** Problem to work on **
Beneath this instruction is a listing. Transcribe from it only the stretch from the line with "point: parked car" through the line with "point: asphalt lot", both end lines included, exactly as written.

** Supplied material **
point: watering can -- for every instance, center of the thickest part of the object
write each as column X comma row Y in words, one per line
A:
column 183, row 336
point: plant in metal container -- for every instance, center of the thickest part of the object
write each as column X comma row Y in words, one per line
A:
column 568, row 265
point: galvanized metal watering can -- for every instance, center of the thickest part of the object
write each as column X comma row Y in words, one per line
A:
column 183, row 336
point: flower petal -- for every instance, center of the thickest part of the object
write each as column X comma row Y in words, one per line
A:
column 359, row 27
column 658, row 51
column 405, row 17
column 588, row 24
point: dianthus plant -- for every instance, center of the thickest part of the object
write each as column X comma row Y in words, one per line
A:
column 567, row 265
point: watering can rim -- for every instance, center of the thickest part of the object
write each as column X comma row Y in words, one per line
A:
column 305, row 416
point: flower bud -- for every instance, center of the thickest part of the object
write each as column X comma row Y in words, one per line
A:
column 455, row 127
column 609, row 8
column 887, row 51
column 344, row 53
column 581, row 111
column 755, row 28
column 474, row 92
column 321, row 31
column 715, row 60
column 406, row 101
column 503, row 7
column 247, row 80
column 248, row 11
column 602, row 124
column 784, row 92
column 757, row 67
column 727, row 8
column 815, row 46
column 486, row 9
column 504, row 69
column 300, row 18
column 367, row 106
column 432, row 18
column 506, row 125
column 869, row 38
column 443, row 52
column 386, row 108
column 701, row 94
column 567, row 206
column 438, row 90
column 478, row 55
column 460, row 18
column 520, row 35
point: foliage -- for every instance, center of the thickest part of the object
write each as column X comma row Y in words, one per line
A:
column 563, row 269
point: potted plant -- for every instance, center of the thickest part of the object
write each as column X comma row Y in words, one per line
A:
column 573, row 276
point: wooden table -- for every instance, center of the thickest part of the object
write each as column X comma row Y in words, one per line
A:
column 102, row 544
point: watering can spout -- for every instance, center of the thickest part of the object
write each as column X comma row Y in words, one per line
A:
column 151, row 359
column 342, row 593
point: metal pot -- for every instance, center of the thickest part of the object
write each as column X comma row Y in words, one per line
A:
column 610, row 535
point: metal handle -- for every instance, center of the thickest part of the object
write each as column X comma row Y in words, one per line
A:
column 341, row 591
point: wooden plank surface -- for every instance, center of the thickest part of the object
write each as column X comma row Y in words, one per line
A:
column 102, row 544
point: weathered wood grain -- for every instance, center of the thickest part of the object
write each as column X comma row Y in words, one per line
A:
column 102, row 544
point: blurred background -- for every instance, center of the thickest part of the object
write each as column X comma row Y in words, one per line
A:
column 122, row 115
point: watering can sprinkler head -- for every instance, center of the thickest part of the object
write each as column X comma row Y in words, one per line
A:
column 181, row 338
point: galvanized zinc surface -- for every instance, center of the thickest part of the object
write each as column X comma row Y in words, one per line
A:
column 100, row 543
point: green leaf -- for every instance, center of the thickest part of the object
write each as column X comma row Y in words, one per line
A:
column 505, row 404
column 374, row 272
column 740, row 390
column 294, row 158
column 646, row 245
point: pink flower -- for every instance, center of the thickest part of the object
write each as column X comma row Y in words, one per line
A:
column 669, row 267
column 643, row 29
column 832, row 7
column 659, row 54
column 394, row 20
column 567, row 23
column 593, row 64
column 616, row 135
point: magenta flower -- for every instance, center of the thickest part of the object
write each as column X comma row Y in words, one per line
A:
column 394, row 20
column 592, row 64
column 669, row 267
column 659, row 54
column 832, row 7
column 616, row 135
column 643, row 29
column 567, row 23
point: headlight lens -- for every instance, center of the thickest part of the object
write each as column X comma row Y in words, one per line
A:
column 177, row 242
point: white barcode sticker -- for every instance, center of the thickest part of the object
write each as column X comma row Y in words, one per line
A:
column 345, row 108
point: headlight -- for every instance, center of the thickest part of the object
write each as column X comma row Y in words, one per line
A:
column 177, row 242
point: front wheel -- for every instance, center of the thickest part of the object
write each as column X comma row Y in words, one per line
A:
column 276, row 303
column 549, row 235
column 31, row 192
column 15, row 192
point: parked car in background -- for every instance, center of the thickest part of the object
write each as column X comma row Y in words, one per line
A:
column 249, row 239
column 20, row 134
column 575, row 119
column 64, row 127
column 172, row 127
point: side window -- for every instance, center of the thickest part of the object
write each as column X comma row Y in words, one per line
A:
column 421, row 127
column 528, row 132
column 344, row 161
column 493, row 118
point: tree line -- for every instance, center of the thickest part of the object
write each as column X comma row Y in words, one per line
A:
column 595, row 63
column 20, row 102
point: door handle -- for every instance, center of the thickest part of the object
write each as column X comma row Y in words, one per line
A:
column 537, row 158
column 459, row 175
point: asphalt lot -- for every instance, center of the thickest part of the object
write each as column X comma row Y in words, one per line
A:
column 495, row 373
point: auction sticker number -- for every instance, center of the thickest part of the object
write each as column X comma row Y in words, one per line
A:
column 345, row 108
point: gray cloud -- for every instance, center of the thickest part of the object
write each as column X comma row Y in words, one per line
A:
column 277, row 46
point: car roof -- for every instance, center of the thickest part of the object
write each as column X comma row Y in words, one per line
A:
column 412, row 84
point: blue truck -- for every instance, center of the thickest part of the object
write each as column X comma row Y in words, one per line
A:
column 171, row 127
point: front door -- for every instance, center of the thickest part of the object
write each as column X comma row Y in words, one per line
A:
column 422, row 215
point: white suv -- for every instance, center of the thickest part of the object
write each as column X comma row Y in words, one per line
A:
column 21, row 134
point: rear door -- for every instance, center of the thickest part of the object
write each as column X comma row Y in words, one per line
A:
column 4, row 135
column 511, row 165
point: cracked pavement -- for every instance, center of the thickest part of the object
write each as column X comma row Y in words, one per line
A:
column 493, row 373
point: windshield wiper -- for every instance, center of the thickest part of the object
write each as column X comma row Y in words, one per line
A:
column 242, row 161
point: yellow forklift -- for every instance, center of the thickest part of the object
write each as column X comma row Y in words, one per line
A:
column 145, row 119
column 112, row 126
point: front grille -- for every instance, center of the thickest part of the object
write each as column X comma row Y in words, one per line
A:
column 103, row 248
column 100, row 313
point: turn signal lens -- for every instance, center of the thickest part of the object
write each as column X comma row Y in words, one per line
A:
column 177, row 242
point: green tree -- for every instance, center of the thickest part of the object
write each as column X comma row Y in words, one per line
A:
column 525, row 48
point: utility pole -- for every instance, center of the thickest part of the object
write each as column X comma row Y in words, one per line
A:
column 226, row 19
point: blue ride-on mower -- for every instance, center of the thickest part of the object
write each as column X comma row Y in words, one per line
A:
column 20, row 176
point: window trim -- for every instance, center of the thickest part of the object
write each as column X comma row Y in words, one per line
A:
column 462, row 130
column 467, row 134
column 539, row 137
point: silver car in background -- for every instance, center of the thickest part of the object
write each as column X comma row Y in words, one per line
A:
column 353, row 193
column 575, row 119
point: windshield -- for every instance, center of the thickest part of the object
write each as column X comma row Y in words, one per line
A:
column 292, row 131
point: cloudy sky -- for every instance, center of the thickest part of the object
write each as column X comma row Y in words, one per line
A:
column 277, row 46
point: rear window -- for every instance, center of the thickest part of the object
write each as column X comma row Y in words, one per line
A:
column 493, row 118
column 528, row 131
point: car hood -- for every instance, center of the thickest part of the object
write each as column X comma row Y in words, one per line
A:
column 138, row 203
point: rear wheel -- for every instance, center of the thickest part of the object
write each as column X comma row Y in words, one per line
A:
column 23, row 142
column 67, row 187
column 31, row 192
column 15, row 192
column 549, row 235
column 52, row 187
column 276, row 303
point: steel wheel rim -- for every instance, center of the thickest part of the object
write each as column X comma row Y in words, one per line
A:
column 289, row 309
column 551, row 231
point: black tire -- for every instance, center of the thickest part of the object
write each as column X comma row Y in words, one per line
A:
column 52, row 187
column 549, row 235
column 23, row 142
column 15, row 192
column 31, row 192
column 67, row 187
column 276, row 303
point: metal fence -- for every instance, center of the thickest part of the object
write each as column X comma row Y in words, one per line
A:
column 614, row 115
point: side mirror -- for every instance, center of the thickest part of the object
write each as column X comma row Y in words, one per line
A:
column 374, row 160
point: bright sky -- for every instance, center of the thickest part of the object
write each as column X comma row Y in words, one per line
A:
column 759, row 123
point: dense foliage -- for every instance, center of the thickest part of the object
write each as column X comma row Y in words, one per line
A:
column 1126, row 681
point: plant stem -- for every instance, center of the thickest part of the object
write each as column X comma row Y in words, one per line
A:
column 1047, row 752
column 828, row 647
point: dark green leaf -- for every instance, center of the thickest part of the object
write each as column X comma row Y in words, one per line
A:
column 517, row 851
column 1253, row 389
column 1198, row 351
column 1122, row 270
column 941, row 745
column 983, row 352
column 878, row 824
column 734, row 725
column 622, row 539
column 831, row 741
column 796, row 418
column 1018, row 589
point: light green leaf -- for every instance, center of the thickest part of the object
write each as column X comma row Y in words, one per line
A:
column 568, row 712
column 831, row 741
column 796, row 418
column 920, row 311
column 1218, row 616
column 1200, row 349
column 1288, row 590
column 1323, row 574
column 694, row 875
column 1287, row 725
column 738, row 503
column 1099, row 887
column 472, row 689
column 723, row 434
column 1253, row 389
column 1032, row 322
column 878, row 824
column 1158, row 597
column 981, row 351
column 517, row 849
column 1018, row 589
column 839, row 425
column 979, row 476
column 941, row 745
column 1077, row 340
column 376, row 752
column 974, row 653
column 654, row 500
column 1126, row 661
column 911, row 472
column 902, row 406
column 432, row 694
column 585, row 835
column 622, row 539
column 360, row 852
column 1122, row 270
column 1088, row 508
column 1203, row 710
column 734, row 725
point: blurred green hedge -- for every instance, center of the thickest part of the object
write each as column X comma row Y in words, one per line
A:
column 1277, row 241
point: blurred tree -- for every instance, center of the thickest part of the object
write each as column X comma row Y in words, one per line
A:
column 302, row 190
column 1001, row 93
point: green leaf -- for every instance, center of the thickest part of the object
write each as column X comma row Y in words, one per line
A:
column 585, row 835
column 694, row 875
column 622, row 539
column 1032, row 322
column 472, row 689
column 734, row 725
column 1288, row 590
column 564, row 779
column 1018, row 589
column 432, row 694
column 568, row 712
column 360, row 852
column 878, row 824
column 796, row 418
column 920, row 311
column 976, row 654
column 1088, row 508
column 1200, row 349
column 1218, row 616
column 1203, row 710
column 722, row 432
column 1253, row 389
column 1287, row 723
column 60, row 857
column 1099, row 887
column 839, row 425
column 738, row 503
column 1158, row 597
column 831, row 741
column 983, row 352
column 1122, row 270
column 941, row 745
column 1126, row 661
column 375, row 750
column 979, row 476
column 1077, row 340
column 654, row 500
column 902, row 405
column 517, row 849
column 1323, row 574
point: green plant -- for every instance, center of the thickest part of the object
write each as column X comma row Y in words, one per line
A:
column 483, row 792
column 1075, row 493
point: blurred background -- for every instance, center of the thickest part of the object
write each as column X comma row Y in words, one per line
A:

** Written answer **
point: parked car in background -- for every instance, center of the thickest part of the object
write each as column X comma row Y in words, one per line
A:
column 249, row 239
column 20, row 134
column 575, row 119
column 64, row 127
column 172, row 127
point: side window -- for every instance, center of the thickest part of the object
write each as column X comma row Y in words, one per line
A:
column 421, row 127
column 528, row 132
column 344, row 161
column 493, row 118
point: tree line -- for every instance, center of the thickest part of the object
write each as column X comma row Y in words, one per line
A:
column 595, row 63
column 20, row 102
point: door handle -- for every instance, center of the thickest part of the object
write each as column X comma row Y in words, one per line
A:
column 537, row 158
column 459, row 175
point: asphalt lot -- for every instance, center of the thickest part of the object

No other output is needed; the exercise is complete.